Records from a dataset
Begin

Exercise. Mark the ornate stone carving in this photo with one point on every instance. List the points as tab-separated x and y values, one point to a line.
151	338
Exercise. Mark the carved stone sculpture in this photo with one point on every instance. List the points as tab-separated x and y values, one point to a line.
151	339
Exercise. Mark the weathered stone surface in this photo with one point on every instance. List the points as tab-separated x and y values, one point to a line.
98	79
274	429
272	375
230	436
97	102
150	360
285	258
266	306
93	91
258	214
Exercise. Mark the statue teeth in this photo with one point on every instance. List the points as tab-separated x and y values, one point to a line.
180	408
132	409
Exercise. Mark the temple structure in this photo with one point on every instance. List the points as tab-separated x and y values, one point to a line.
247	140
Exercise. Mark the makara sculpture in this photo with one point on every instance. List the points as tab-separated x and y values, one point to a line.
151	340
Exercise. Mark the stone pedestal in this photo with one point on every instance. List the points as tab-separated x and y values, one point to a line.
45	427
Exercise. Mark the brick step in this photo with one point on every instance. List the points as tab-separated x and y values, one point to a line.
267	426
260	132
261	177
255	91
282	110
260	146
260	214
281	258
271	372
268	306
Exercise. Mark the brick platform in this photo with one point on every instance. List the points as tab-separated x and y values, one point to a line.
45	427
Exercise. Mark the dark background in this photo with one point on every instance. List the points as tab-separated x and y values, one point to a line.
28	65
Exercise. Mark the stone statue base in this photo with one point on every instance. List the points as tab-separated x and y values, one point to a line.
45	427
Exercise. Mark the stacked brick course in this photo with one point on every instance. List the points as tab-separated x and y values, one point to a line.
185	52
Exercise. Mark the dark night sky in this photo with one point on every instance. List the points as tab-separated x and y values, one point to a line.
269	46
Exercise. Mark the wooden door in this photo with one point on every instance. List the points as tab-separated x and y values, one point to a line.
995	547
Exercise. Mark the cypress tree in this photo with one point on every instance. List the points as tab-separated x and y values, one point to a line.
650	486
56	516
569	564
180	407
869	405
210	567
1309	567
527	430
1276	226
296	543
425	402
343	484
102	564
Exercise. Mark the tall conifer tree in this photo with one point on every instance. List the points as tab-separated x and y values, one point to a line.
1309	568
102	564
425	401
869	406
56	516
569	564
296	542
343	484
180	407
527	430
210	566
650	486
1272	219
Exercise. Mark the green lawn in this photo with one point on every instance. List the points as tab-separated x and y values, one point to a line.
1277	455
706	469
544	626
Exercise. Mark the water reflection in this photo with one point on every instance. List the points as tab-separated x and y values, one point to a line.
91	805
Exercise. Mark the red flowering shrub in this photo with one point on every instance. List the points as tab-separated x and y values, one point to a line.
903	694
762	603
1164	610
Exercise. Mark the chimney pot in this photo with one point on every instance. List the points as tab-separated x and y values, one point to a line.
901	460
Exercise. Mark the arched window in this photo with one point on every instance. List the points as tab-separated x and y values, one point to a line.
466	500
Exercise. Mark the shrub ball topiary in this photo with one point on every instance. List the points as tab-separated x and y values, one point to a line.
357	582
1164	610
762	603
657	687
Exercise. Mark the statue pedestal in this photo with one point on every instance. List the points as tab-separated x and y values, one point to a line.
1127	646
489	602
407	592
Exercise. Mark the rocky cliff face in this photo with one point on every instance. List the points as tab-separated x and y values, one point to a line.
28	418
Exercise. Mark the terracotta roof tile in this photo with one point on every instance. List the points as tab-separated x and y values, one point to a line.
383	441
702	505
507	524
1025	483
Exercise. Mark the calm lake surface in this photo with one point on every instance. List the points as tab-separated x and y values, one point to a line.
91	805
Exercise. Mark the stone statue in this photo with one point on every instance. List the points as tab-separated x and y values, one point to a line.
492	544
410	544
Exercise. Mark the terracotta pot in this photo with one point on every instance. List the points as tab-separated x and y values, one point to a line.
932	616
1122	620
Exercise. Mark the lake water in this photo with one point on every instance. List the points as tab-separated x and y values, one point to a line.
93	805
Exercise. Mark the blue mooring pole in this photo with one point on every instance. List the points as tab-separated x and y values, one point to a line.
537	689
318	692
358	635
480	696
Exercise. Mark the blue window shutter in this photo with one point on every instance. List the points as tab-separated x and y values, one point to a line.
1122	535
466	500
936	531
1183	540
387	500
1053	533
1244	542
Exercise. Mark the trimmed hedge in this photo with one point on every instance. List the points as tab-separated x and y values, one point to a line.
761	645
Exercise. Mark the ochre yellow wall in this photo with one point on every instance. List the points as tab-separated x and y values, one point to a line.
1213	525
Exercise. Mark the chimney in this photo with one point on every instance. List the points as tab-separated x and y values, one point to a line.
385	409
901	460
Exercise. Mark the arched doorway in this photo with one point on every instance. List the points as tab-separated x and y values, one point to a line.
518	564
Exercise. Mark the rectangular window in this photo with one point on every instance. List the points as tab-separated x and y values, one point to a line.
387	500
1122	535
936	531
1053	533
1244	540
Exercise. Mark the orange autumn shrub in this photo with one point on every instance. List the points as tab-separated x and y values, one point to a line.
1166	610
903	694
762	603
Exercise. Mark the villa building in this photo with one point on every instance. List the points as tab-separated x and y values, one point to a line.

End

> [What this task involves]:
Copy everything from the line containing "Exercise. Mark the trimmed" down to the end of the records, requests included, and offset every coordinate in the answers by -115.

> [Answer to this problem]:
Exercise. Mark the trimmed hedge in this photo with one point on every instance. List the points as tab-separated x and y values, one point to a line.
646	530
Exercise. Mark the ochre yellow wall in this photo with one point on every instance. List the points as tab-separated x and y values, one point to a line.
1098	410
Exercise. Mark the chimney in this photo with one point on every instance. List the points as tab-separated x and y values, one point to a line.
270	294
786	345
Exercise. Mark the arched doorway in this photo with one point on every instance. List the points as tab-separated x and y values, one point to a line.
403	449
Exercise. Mark the rectangular window in this photo with one point on every instance. List the points as tab-separated x and y values, one point to a line.
272	385
1007	420
821	416
938	418
1129	425
Exercise. Mark the orange autumn shrub in this photo with one point on every instance. List the points as tab-separated x and y values, one point to a line.
1051	495
788	579
647	488
Exercise. Mark the villa building in this photo with one point on every instance. List the points as tab-separated x and y values, one point to a line.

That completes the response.